## Brief A
Using the comment thread on LLM liability, answer each question below on its own line, marked (i), (ii), (iii).
(i) How many orange site posts did the sentiment analysis mentioned in the comment thread cover?
(ii) Whom does one commenter name as the publisher when Bing publishes the output of an LLM?
(iii) Which TempleOS program does the comment thread mention?
## Brief B
List every company named in the comment thread on LLM liability.
## Brief C
For each statement below, decide whether it agrees with the comment thread on LLM liability. Answer yes or no and quote the words of the comment thread that decide it.
(i) The post about sentiment analysis and its comments used the word "hallucination."
(ii) One commenter believes EU jurisdictions will not allow a machine that tells lies about people.
(iii) The comment thread says such attacks are happening every week.

## Supplied text
────────────────
I have no idea what the actual word for "pedometer enthusiast" is. For that matter I also am not sure what the correct word for a meter that measures children would be.
> LLMs giving confidently incorrect information like this is so much worse
And even in the face of its pervasiveness I see more and more people just accepting their output.
Recently there was a post about using an “LLM” to do sentiment analysis on 600k orange site posts. Without even a modicum of irony.
Both the post and the comments lack any instance of the word “hallucination”, but I’ve seen downvotes being used as a means of silencing a lot here so maybe any dissenting voices were killed off.
Search engines have long used the defence that they're not publishers, they merely guide you to publications by other people. Replacing search with LLM changes that. Who's the publisher when Bing publishes the output of an LLM? I would say that it's Microsoft. And therefore Microsoft are liable when their machine libels people.
Exactly: once you choose to use it for your business, you have ownership of the results. The challenge here will be if companies try to convince judges or lawmakers that there’s something magical about LLMs which mean they shouldn’t be liable for their business decisions.
I think this is going to be a billion dollar legal question, and that you’re right. Companies really want to cut jobs but if precedents like that Air Canada case hold that statements by chatbots are legally binding and they lose the platform defense for misinformation that’s going to really sharply limit adoption for anything public facing.
> Air Canada case hold that statements by chatbots are legally binding
I think that's the only outcome that makes any legal sense. Corporations may be able to buy favourable verdicts, and weak US consumer protection will help them, but EU jurisdictions are not going to let you run a machine that tells lies about people, products or services.
This is interesting: "people in the EU also have the right to access the information stored about them under the GDPR"
I think I am going to have to ask OpenAI about all the weights that are related to me. You should do the same.
It shouldn’t be allowed to respond with false information about a person being a child molester, and be unable to be corrected. If that’s not possible then it shouldn’t be legal.
It’s a bit like proposing to ban cars if someone drives one into a pedestrian isn’t it?
LLMs are computer programs, tools. They’re not sentient, they don’t know what’s true or false. The error is entirely the human who chooses to put more than trivial weight into its output.
Reminds me of the “talking to God” program in TempleOS. We are all Terry now.
OK, fine, we can solve this with the informational equivalent of the Proposition 65 notice: "this content is the result of an LLM. It may contain falsehoods or libels. You are prohibited from relying on this information, and if you republish it you assume liability for any falsehoods".
(remember the Java license clause about not using it for nuclear reactors?)
Maybe we need a Data Protection Act adjustment: before using an LLM, the individual entering the prompt needs to be registered as a data controller, and needs to secure the consent of all individuals whose names appear in the LLM data?
That comparison doesn’t fit the situation: Microsoft is liable for their LLMs just like they’re liable for their corporate vehicles. If their company cars crash into pedestrians they don’t get to say “oh, that just happens sometimes” and shrug it off.
Do you mean Microsoft? Or are you saying there’s some kind of understanding which makes it okay for entering someone’s name into a Bing search box and see false accusations of serious crimes?
LLMs giving confidently incorrect information like this is so much worse, takes much less of an idiot to take it at face value, and if so minded to attack the innocent journalist (or anyone similarly associated with the real criminals, as the article points out).
(^I mean, relative to the incidence of paedophilia in the field, or certainly to attacks on other professions based on misguided assumptions; far too frequently, several occurrences in the last 24 years it seems (I was initially just wanting to check details on the one case I dimly recalled), but not like it's happening every week.)
────────────────
## Given material
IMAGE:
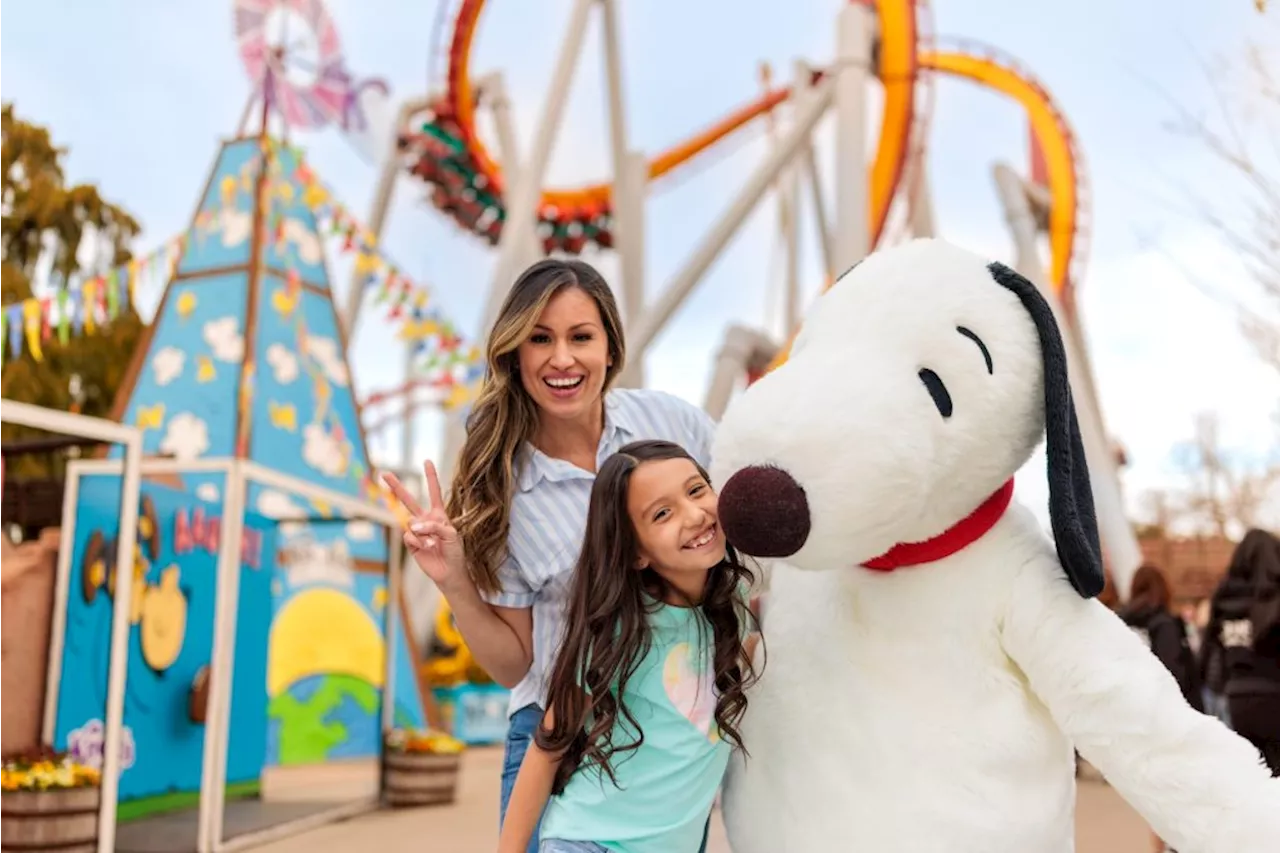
────────────────
## Task answer A
(i) 600k
(ii) Microsoft
(iii) The "talking to God" program

## Task answer B
Microsoft, Air Canada, OpenAI

## Task answer C
(i) No: "Both the post and the comments lack any instance of the word “hallucination”"
(ii) Yes: "EU jurisdictions are not going to let you run a machine that tells lies about people, products or services"
(iii) No: "but not like it's happening every week"